Task data:
┄┄┄┄┄┄

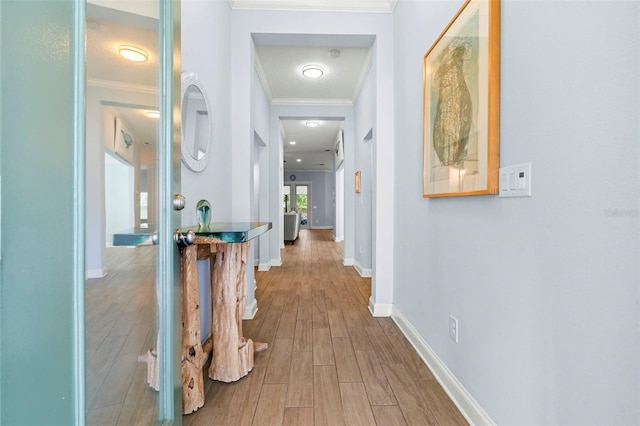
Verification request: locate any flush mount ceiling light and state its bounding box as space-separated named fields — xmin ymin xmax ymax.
xmin=118 ymin=45 xmax=149 ymax=62
xmin=302 ymin=65 xmax=324 ymax=78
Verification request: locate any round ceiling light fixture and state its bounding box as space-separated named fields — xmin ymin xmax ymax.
xmin=118 ymin=45 xmax=149 ymax=62
xmin=302 ymin=65 xmax=324 ymax=78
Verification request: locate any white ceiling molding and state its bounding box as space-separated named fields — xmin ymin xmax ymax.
xmin=271 ymin=98 xmax=353 ymax=106
xmin=253 ymin=55 xmax=273 ymax=103
xmin=351 ymin=50 xmax=373 ymax=105
xmin=229 ymin=0 xmax=398 ymax=13
xmin=87 ymin=78 xmax=158 ymax=95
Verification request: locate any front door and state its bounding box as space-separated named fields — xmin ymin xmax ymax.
xmin=0 ymin=0 xmax=181 ymax=424
xmin=283 ymin=183 xmax=313 ymax=228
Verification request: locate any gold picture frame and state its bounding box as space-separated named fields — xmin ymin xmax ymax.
xmin=422 ymin=0 xmax=500 ymax=197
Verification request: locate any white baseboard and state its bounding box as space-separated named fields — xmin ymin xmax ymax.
xmin=269 ymin=258 xmax=282 ymax=266
xmin=242 ymin=299 xmax=258 ymax=320
xmin=391 ymin=306 xmax=495 ymax=425
xmin=87 ymin=268 xmax=109 ymax=279
xmin=369 ymin=296 xmax=393 ymax=317
xmin=353 ymin=260 xmax=373 ymax=278
xmin=258 ymin=263 xmax=271 ymax=272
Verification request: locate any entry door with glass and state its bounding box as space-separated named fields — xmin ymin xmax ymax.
xmin=282 ymin=183 xmax=312 ymax=228
xmin=85 ymin=0 xmax=182 ymax=425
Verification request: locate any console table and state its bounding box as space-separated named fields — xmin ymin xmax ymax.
xmin=180 ymin=222 xmax=271 ymax=414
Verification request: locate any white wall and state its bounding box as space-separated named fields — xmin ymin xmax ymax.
xmin=85 ymin=84 xmax=157 ymax=278
xmin=270 ymin=105 xmax=355 ymax=265
xmin=104 ymin=153 xmax=135 ymax=246
xmin=231 ymin=10 xmax=394 ymax=314
xmin=394 ymin=1 xmax=640 ymax=425
xmin=247 ymin=65 xmax=277 ymax=274
xmin=181 ymin=0 xmax=232 ymax=330
xmin=347 ymin=61 xmax=378 ymax=276
xmin=181 ymin=0 xmax=231 ymax=226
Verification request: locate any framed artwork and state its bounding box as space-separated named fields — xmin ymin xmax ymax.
xmin=422 ymin=0 xmax=500 ymax=197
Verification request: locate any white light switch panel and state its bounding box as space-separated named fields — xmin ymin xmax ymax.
xmin=500 ymin=163 xmax=531 ymax=197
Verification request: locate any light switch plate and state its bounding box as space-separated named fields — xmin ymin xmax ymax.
xmin=500 ymin=163 xmax=531 ymax=197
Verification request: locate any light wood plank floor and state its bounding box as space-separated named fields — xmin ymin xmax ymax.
xmin=85 ymin=246 xmax=158 ymax=426
xmin=183 ymin=230 xmax=467 ymax=426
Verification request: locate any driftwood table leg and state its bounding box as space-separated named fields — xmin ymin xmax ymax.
xmin=209 ymin=242 xmax=266 ymax=383
xmin=181 ymin=245 xmax=206 ymax=414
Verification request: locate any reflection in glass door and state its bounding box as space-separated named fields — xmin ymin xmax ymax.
xmin=282 ymin=183 xmax=312 ymax=228
xmin=85 ymin=0 xmax=172 ymax=425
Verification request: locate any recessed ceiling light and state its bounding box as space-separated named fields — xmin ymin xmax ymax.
xmin=302 ymin=65 xmax=324 ymax=78
xmin=118 ymin=45 xmax=149 ymax=62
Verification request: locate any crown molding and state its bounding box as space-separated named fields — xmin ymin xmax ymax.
xmin=253 ymin=55 xmax=273 ymax=103
xmin=271 ymin=98 xmax=353 ymax=106
xmin=87 ymin=78 xmax=158 ymax=95
xmin=229 ymin=0 xmax=398 ymax=13
xmin=351 ymin=49 xmax=373 ymax=105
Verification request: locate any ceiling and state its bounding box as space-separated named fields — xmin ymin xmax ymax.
xmin=87 ymin=0 xmax=380 ymax=171
xmin=253 ymin=34 xmax=374 ymax=171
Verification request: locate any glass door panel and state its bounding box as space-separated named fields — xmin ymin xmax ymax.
xmin=85 ymin=0 xmax=180 ymax=425
xmin=282 ymin=183 xmax=311 ymax=228
xmin=294 ymin=184 xmax=311 ymax=228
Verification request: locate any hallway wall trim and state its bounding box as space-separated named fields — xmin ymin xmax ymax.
xmin=353 ymin=260 xmax=373 ymax=278
xmin=87 ymin=268 xmax=107 ymax=279
xmin=269 ymin=258 xmax=282 ymax=266
xmin=242 ymin=298 xmax=258 ymax=320
xmin=258 ymin=263 xmax=271 ymax=272
xmin=391 ymin=306 xmax=496 ymax=425
xmin=369 ymin=296 xmax=393 ymax=317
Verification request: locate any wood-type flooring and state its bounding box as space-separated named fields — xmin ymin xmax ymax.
xmin=183 ymin=230 xmax=467 ymax=426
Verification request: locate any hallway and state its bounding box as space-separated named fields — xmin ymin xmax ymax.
xmin=183 ymin=230 xmax=466 ymax=426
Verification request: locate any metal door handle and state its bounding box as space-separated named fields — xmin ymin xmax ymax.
xmin=173 ymin=229 xmax=196 ymax=247
xmin=173 ymin=194 xmax=186 ymax=210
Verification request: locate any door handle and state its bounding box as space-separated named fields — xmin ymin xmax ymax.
xmin=173 ymin=229 xmax=196 ymax=247
xmin=173 ymin=194 xmax=186 ymax=211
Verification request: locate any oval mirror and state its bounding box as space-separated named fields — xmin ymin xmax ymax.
xmin=181 ymin=72 xmax=213 ymax=172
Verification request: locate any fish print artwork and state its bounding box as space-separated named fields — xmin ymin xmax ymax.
xmin=432 ymin=39 xmax=473 ymax=166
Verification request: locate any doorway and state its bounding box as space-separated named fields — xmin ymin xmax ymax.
xmin=283 ymin=182 xmax=313 ymax=229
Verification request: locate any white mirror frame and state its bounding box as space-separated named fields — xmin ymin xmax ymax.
xmin=180 ymin=72 xmax=213 ymax=172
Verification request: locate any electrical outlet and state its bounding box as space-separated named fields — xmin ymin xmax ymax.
xmin=449 ymin=315 xmax=458 ymax=343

┄┄┄┄┄┄

Instructions to follow:
Rewrite all of the data above with every "locate" changed to "find" and everything else left as it is, and leave the pictures out.

Expected answer:
Verification request: find any flush mount ceiling light and state its bounding box as space-separated named fields — xmin ymin xmax ymax.
xmin=118 ymin=45 xmax=149 ymax=62
xmin=302 ymin=65 xmax=324 ymax=78
Verification request: find any round ceiling light fixture and state its bounding box as space-separated named fields — xmin ymin xmax ymax.
xmin=118 ymin=45 xmax=149 ymax=62
xmin=302 ymin=65 xmax=324 ymax=78
Verification request: find any white ceiling molding and state its bounding box as space-separated named fields — xmin ymin xmax ymax.
xmin=271 ymin=98 xmax=353 ymax=106
xmin=253 ymin=55 xmax=273 ymax=103
xmin=351 ymin=50 xmax=373 ymax=105
xmin=229 ymin=0 xmax=398 ymax=13
xmin=87 ymin=78 xmax=158 ymax=95
Verification request: find any front door and state its bounding box as space-separated named fields — xmin ymin xmax ymax.
xmin=0 ymin=0 xmax=181 ymax=424
xmin=283 ymin=183 xmax=313 ymax=228
Verification request: find any gold picture frame and state its bounding box as space-separated named fields — xmin ymin xmax ymax.
xmin=422 ymin=0 xmax=500 ymax=197
Verification request: find any white baseboard and state its bounding box as space-separated named fields — xmin ymin xmax ymax.
xmin=269 ymin=258 xmax=282 ymax=266
xmin=242 ymin=299 xmax=258 ymax=320
xmin=391 ymin=306 xmax=495 ymax=425
xmin=87 ymin=268 xmax=109 ymax=279
xmin=369 ymin=296 xmax=393 ymax=317
xmin=353 ymin=260 xmax=373 ymax=278
xmin=258 ymin=263 xmax=271 ymax=272
Verification request: find any entry door with glass and state its bounding box as space-separated named fields — xmin ymin xmax ymax.
xmin=282 ymin=183 xmax=312 ymax=228
xmin=85 ymin=0 xmax=182 ymax=425
Verification request: find any console table and state its bounding box as space-separated named fields — xmin ymin xmax ymax.
xmin=180 ymin=222 xmax=271 ymax=414
Verification request: find any white wall and state its bounding box as space-separated named fields — xmin ymin xmax ymax.
xmin=85 ymin=84 xmax=157 ymax=278
xmin=270 ymin=105 xmax=355 ymax=265
xmin=104 ymin=153 xmax=135 ymax=246
xmin=231 ymin=10 xmax=394 ymax=314
xmin=394 ymin=1 xmax=640 ymax=425
xmin=247 ymin=65 xmax=277 ymax=274
xmin=181 ymin=0 xmax=232 ymax=330
xmin=347 ymin=61 xmax=378 ymax=276
xmin=181 ymin=0 xmax=231 ymax=226
Verification request: find any framed artwork and state its bounding box as space-separated named fields — xmin ymin xmax ymax.
xmin=422 ymin=0 xmax=500 ymax=197
Verification request: find any white light switch panel and state its bounding box as space-separated named fields — xmin ymin xmax ymax.
xmin=500 ymin=163 xmax=531 ymax=197
Verification request: find any light switch plate and state its bounding box as space-separated named fields — xmin ymin xmax ymax.
xmin=500 ymin=163 xmax=531 ymax=197
Verification request: find any light wood plank floor and state its bounding box as space-separated named fields — xmin ymin xmax ymax.
xmin=85 ymin=246 xmax=158 ymax=426
xmin=183 ymin=230 xmax=467 ymax=426
Verification request: find any driftwood table leg and state its bounding box as space-separated named fields — xmin ymin xmax ymax.
xmin=209 ymin=242 xmax=266 ymax=383
xmin=181 ymin=245 xmax=206 ymax=414
Verification request: find any reflection in glass door and state its bounding box as space-separated named fields — xmin ymin xmax ymax.
xmin=282 ymin=183 xmax=312 ymax=228
xmin=85 ymin=0 xmax=172 ymax=425
Verification request: find any recessed ceiling light and state its bounding box as space-separated named fields — xmin ymin xmax ymax.
xmin=302 ymin=65 xmax=324 ymax=78
xmin=118 ymin=45 xmax=149 ymax=62
Verification request: find any crown molding and state its bounding box as space-separated named fields — xmin ymin xmax ymax.
xmin=253 ymin=55 xmax=273 ymax=103
xmin=271 ymin=98 xmax=353 ymax=106
xmin=87 ymin=78 xmax=158 ymax=95
xmin=229 ymin=0 xmax=398 ymax=13
xmin=351 ymin=49 xmax=373 ymax=105
Verification request: find any ceiling and state its bounding box as space-separated named fields — xmin ymin xmax ymax.
xmin=87 ymin=0 xmax=380 ymax=171
xmin=253 ymin=34 xmax=374 ymax=171
Verification request: find any glass door panel and state its bounding box as space-separated named fields — xmin ymin xmax ymax.
xmin=85 ymin=0 xmax=180 ymax=425
xmin=282 ymin=183 xmax=311 ymax=228
xmin=294 ymin=184 xmax=311 ymax=228
Verification request: find any hallway wall trim and state its bounding box as space-separated named fields — xmin ymin xmax ymax.
xmin=353 ymin=260 xmax=373 ymax=278
xmin=87 ymin=268 xmax=107 ymax=279
xmin=269 ymin=258 xmax=282 ymax=266
xmin=242 ymin=298 xmax=258 ymax=320
xmin=258 ymin=263 xmax=271 ymax=272
xmin=391 ymin=306 xmax=496 ymax=425
xmin=369 ymin=296 xmax=393 ymax=317
Verification request: find any wood-type flooring and state its bounding box as space-separated named fields — xmin ymin xmax ymax.
xmin=183 ymin=230 xmax=467 ymax=426
Verification request: find any hallway and state its bounding box as space-separated named fields — xmin ymin xmax ymax.
xmin=183 ymin=230 xmax=466 ymax=426
Verification request: find any metal door handle and state its bounding box as space-separated named fields — xmin ymin xmax ymax.
xmin=173 ymin=229 xmax=196 ymax=247
xmin=173 ymin=194 xmax=186 ymax=210
Verification request: find any door handle and state its bounding box as space-separated named fields — xmin ymin xmax ymax.
xmin=173 ymin=229 xmax=196 ymax=247
xmin=173 ymin=194 xmax=186 ymax=211
Verification request: find any oval mirror and state its bounding box as space-separated named fields — xmin ymin xmax ymax.
xmin=181 ymin=72 xmax=213 ymax=172
Verification request: find any fish print artwork and state its bounding box as space-separated named fields — xmin ymin xmax ymax.
xmin=432 ymin=39 xmax=473 ymax=166
Verification request: find any doorway and state its bounding box as space-separated named fields — xmin ymin xmax ymax.
xmin=283 ymin=182 xmax=313 ymax=229
Verification request: find any white mirror frame and state its bounding box as space-separated named fields — xmin ymin xmax ymax.
xmin=180 ymin=72 xmax=213 ymax=172
Verification request: find any electrical outlet and state its bounding box as space-separated named fields — xmin ymin xmax ymax.
xmin=449 ymin=315 xmax=458 ymax=343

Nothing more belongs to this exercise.